== MATERIAL PROVIDED

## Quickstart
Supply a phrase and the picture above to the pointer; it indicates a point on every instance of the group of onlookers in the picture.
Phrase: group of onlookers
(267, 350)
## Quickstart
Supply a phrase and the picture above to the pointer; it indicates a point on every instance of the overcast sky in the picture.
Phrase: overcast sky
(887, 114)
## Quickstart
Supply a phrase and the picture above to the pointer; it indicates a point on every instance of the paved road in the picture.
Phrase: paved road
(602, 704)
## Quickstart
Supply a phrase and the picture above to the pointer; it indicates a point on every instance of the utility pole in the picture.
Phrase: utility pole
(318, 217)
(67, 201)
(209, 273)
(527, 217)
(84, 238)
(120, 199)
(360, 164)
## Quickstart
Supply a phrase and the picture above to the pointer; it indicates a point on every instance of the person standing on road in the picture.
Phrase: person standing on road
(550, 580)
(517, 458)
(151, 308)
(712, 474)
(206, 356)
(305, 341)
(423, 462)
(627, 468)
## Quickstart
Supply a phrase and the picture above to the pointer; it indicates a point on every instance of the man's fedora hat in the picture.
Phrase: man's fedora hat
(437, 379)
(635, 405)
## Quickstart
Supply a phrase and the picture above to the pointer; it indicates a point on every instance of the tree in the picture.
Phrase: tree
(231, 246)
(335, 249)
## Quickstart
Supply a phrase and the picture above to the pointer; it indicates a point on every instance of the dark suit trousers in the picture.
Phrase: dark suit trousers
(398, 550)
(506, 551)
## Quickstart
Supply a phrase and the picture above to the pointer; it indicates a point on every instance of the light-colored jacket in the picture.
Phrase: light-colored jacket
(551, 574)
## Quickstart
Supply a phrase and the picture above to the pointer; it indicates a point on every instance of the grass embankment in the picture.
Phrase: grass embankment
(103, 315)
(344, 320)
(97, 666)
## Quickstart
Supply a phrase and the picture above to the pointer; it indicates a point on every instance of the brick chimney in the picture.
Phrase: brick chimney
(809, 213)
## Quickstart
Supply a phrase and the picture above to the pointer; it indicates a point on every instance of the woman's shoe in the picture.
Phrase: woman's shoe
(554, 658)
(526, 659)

====

● AIM
Reproduce the full listing above, character for character.

● COMPLETE OUTPUT
## Quickstart
Supply a phrase and the picture above to the pointer; it indicates a point on every instance of the group of onlookers in the picture.
Phrase: group of onlookers
(267, 350)
## Quickstart
Supply a phrase and the picture above to the pointer; it indicates a point on every instance of the overcast sky in the picture.
Phrase: overcast sky
(887, 114)
## Quickstart
Supply a phrase and the picture above to the pointer; it indicates a point on every instance of the paved road in the picture.
Phrase: paved road
(602, 704)
## Quickstart
Supply a phrase and the picture above to the pointer; it indicates a point on every instance of the utility pole in the picture.
Phrase: utility pole
(318, 217)
(67, 201)
(209, 273)
(527, 217)
(84, 238)
(120, 199)
(360, 164)
## Quickstart
Supply a phrase and the picture above to the pointer; it indicates a point on every instance of the person standing on road in the picture.
Phrase: person standing on road
(550, 580)
(517, 458)
(151, 308)
(712, 474)
(206, 356)
(305, 341)
(423, 462)
(627, 468)
## Quickstart
Supply a phrase and the picture above to the pointer; it indicates a point on every instance of the man's fedora hat in the picture.
Phrase: man's fedora hat
(437, 379)
(635, 405)
## Quickstart
Supply a phrase and the picture above to the pointer; it indicates a point on every instance of the tree in the picture.
Phrase: tree
(231, 246)
(335, 249)
## Quickstart
Supply a phrase and the picture above to the pointer; it indicates a point on every instance of the dark suit trousers in the picture.
Phrase: dark suit trousers
(398, 550)
(506, 551)
## Quickstart
Supply a phrase and the picture above to the pointer; it indicates a point on every instance of the light-colored jacket in the picture.
Phrase: light-colored jacket
(551, 574)
## Quickstart
Supply a phrase and the picture above to the pointer; it indicates a point on every instance of the grass embankment in the picture.
Phrase: grass embankment
(103, 315)
(344, 320)
(97, 666)
## Quickstart
Supply a phrase and the picture above to the pointer; it indicates a point on every instance of the brick chimney in the picture.
Phrase: brick chimney
(809, 213)
## Quickstart
Supply a phrase and the picture above to the pointer; it indicates a point on every instance of the woman's shoe in the picture.
Phrase: woman's shoe
(554, 658)
(526, 659)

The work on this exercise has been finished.